[Entries for bounding box labeling]
######
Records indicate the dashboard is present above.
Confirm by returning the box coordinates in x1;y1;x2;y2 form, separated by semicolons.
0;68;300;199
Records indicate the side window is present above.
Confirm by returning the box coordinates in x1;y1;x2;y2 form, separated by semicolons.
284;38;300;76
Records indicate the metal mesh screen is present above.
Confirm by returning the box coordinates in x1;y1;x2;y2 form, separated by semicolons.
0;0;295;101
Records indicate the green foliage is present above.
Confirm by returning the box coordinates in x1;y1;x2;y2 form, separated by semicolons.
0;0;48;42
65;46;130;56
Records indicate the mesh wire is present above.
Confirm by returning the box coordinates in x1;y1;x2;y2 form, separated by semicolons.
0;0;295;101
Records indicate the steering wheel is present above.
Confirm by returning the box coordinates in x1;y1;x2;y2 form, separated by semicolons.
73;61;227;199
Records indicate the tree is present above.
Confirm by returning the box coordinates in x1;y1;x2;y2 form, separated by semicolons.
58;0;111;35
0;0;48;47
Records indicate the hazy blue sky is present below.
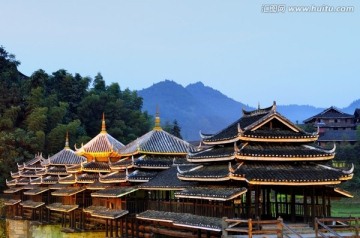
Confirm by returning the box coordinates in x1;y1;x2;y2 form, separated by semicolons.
0;0;360;107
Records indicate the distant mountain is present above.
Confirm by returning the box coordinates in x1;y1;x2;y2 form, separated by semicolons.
138;80;360;141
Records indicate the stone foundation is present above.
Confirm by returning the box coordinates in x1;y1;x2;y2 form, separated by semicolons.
6;219;105;238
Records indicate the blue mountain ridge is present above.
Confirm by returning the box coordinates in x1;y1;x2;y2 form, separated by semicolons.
137;80;360;141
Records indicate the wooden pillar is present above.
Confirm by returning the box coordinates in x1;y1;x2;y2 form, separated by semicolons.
246;186;251;218
303;188;309;223
327;195;331;217
105;219;109;238
275;191;279;217
266;188;272;218
255;185;261;217
125;217;128;238
321;190;326;217
120;218;124;237
290;187;296;222
110;219;113;237
311;186;315;223
115;219;119;237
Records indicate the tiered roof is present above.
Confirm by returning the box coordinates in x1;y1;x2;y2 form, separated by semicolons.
184;102;353;189
76;114;124;161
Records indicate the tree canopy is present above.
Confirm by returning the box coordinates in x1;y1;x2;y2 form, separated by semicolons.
0;46;153;189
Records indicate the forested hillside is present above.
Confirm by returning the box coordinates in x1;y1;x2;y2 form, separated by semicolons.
0;47;153;189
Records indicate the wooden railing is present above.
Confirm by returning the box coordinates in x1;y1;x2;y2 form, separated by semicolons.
223;218;302;238
314;217;360;237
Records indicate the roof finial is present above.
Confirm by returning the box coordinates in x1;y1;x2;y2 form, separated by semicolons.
272;101;276;112
65;131;70;149
101;112;106;133
154;106;161;131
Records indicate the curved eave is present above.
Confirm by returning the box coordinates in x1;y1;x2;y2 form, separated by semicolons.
140;187;185;191
334;188;354;198
99;178;127;183
236;155;335;161
202;136;239;145
134;165;171;170
128;179;150;183
238;135;319;142
138;150;188;156
187;156;236;163
177;174;230;181
173;222;221;232
82;168;111;173
108;164;135;172
248;180;341;186
175;190;247;201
######
- **Instructions to follow**
Repeat every line from the one containing "Records indicate the mesh" down to the one containing "0;46;153;189", shifting each box coordinate up by 43. Leave the pictures out.

- **Final answer**
Records indicate the mesh wire is present above.
Confirm by returning the box coordinates in x1;y1;x2;y2 form, separated by semicolons.
43;43;338;144
Records indicate the steering wheel is present above.
Confirm by returning the box coordinates in x1;y1;x2;y2 form, separated by semicolons.
116;104;270;242
Records indicate the tree is present above.
Confirm by returning the box coordinates in x1;y1;x2;y2 form, separated by semicolons.
101;43;154;78
43;43;91;90
Records indicate the hazy blue sky is present below.
Confirm by returning the box coordinates in x1;y1;x2;y2 form, separated by semicolons.
43;43;403;150
Records indicate the distant mountain is present above.
Confirm by returning the box coordinates in x1;y1;x2;y2 form, separated by semicolons.
181;123;403;184
Records indicate the stone foundation is present above.
Confirm by returning the box coordinates in x1;y1;x2;y2 form, separated by semicolons.
49;262;148;281
Records indicate the blue mountain ridge is present above.
Confirm by returning the box coordinates in x1;y1;x2;y2 form, separated by semicolons.
180;123;403;184
Records indicate the wooden pillar is present above.
Confirm by returning the box coordinates in x1;y1;x2;y2 form, separated by semicolons.
289;229;294;261
346;231;352;266
370;238;374;260
148;262;152;281
318;234;322;260
309;231;315;261
298;228;304;260
168;260;171;281
364;233;369;260
163;261;167;280
333;230;339;265
153;262;156;280
354;229;358;266
158;262;162;280
Records indicate the tiered roof is present above.
Confirm by returning the box coordinates in x1;y1;x2;y2 form, separated by semicolons.
227;145;396;232
119;157;167;204
Records indicate the tree canopy is present above.
Confirm by returning the box coordinates in x1;y1;x2;y2 form, separated by semicolons.
43;89;196;232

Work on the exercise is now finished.